Tianhui Zhan 'was insane' when he killed Michael Davis
A murder trail has been told that a teenager who fatally stabbed a 21-year-old man in Glasgow city centre was insane at the time.
Psychiatrist Dr Ian Dewar told the High Court in Glasgow that he believed 19-year-old Tianhui Zhan's attack on Michael Davis was "illness driven".
Zhan admits stabbing the 21-year-old cleaner in the city's West Campbell Street last October.
He has pleaded not guilty to murder and lodged a special defence of insanity.
Dr Dewar, 44, a consultant forensic psychiatrist at the State Hospital, said: "I am of the opinion his offence was illness driven.
"He would not have been capable of determining what was right or wrong and should be considered as being insane at the time of the offence."
Dr Dewar added: "I just don't believe he would have committed this offence had he not been seriously unwell."
Under cross-examination by defence QC Brian McConnachie, Dr Dewar was asked: "The ladies and gentlemen of the jury have heard evidence from people who interacted with M Zhan and they considered him to be polite, well-mannered and with no evidence of mental illness, is that consistent?"
Dr Dewar replied: "Mr Zhan is quite adept at hiding signs of his mental illness from everyone he meets."
The court was told that initially Zhan was though to have bipolar disorder, but Dr Dewar said: "At the moment we think it's more likely to be a schizophrenic illness."
Earlier, Dr Dewar told advocate depute Derek Ogg QC, prosecuting, that Zhan had spoken to him about the events leading to the death of Mr Davis.

[Dataset entries]
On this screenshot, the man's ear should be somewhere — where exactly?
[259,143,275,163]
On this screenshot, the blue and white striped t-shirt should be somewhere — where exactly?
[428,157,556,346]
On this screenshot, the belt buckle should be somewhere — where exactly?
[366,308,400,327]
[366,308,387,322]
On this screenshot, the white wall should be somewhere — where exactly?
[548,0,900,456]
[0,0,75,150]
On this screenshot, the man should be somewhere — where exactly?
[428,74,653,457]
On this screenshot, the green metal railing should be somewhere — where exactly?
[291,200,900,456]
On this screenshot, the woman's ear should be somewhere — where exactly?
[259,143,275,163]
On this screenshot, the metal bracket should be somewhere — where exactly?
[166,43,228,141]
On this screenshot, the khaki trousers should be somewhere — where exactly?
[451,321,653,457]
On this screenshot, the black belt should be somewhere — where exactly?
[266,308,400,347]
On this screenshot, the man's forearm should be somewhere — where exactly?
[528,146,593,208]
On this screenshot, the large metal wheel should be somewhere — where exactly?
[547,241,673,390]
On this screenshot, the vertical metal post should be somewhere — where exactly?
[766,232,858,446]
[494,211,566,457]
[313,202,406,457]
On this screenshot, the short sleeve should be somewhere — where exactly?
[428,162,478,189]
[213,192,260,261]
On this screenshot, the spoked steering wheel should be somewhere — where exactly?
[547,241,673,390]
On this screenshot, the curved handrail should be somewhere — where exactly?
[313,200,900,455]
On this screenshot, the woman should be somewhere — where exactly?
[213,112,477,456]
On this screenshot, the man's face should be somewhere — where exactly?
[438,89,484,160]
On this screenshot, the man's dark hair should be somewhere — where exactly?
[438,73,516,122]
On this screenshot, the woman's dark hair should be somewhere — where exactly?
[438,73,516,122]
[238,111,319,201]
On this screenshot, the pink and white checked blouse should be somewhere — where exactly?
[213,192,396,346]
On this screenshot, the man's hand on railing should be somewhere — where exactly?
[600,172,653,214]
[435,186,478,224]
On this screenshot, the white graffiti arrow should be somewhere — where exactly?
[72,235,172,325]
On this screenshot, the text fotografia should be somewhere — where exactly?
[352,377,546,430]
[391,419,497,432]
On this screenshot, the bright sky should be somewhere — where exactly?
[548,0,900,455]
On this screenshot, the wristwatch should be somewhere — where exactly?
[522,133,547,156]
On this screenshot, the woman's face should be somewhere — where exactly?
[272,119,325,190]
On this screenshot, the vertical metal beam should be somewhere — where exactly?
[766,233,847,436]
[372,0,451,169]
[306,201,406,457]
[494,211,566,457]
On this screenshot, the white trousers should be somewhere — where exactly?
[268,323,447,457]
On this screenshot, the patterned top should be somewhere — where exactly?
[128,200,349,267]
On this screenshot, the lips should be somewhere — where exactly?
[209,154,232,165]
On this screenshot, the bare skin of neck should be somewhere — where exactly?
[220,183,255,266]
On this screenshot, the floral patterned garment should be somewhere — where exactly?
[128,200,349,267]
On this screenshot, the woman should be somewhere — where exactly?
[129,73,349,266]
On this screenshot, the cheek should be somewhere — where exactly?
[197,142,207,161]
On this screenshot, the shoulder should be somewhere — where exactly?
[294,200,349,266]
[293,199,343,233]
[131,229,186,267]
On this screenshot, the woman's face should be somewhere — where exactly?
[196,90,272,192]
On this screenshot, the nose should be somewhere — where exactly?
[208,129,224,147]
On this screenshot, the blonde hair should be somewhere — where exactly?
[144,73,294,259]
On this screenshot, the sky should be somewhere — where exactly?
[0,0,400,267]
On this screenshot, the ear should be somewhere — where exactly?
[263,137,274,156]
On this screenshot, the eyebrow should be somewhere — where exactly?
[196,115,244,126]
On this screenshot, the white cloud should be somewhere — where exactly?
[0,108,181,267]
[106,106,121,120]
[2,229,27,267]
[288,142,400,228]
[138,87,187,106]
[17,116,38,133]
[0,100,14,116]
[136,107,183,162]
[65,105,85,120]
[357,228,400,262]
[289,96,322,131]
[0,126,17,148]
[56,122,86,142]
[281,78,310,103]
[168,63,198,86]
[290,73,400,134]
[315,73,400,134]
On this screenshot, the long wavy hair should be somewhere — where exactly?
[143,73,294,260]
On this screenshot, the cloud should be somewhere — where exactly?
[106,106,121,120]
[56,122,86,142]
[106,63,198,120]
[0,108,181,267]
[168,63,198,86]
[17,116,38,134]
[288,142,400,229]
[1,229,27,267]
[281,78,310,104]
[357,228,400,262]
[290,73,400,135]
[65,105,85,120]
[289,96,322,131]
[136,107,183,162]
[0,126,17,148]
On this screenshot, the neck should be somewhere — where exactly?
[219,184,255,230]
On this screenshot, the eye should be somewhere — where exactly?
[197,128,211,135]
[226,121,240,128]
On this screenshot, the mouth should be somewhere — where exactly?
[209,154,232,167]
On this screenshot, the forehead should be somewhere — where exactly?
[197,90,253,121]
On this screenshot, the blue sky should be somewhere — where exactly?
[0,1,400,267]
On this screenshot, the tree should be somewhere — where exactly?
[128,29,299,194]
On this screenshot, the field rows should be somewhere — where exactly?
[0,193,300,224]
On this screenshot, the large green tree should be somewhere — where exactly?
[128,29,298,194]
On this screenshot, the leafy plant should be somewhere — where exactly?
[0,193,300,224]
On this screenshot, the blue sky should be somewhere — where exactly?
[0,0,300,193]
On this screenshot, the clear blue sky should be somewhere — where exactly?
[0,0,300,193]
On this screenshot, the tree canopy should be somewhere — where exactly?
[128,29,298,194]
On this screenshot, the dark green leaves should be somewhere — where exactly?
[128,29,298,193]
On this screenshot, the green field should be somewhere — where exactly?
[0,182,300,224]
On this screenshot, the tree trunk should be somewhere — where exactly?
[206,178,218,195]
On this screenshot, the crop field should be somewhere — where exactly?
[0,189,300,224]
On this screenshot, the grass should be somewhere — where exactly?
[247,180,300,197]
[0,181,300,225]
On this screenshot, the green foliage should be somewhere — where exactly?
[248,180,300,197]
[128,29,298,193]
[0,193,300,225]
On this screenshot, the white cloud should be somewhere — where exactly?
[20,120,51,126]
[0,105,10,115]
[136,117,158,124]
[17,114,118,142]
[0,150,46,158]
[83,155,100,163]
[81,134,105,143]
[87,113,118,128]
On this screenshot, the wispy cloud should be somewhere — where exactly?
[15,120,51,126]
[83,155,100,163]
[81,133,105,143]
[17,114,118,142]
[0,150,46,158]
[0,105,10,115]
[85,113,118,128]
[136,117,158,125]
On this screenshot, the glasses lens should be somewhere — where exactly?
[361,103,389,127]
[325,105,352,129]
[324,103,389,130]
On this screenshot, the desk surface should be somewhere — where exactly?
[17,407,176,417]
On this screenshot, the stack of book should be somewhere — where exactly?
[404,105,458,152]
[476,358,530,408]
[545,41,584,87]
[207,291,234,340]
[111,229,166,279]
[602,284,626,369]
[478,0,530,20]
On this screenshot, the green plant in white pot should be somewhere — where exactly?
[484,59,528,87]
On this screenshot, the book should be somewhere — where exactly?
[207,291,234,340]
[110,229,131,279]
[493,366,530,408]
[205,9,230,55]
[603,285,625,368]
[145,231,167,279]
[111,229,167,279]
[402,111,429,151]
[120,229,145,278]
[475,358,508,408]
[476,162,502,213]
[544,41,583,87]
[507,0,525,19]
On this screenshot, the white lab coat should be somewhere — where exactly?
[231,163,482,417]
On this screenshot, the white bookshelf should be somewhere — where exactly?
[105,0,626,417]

| Apply what you read |
#1 In the report on the Glasgow stabbing trial, on which street did Tianhui Zhan stab Michael Davis?
#2 Take the report on the Glasgow stabbing trial further, continuing from its final sentence.

| Results for each task |
#1 West Campbell Street, in Glasgow city centre.

#2
In a report prepared for the court, Dr Dewar said Zhan, told him that voices were instructing him to go to Glasgow. At the time Zhan was in London.
He flew from his home in Canada in September last year to Barcelona and then went on to Hamburg before heading to the UK.
Zhan claimed the voices also told him: "You have to buy knives to protect yourself."
He said he also headed to Glasgow as he could get a flight home to Canada from there.
Zhan claimed that when he arrived in Glasgow he saw blood everywhere.
Dr Dewar in his reported added: "He started seeing blood over the faces of people and was convinced they were zombies.
"He said he bought a knife specifically for his own protection although he had never carried a weapon in the past."
The court was told that Zhan told the psychiatrist that he had limited recollection of what happened when Mr Davis was killed.
Zhan claimed that as he was speaking to Mr Davis he thought he was a zombie or a ghost.
He told Dr Dewar that he believed Mr Davis was going to attack him with a knife or a baseball bat, but now understood Mr Davis was making a phone call on his mobile.
Zhan said the voices were telling him: "Jeff if you don't kill him first he will kill you."
Dr Dewar said: "Mr Zhan didn't think he had done anything wrong."
The jury was told that after stabbing Mr Davis, Zhan made no attempt to go through his pockets looking for cash.
Dr Dewar told the court that Zhan had no history of violence, but had not been taking medication which had been prescribed for him in Canada.
The jury was told that Zhan had suffered psychiatric episodes since he was 14.
The psychiatrist added: "He found himself in a situation in which he was in a lot of stress. He was in a foreign country. He had no family or friends around and he had run out of money.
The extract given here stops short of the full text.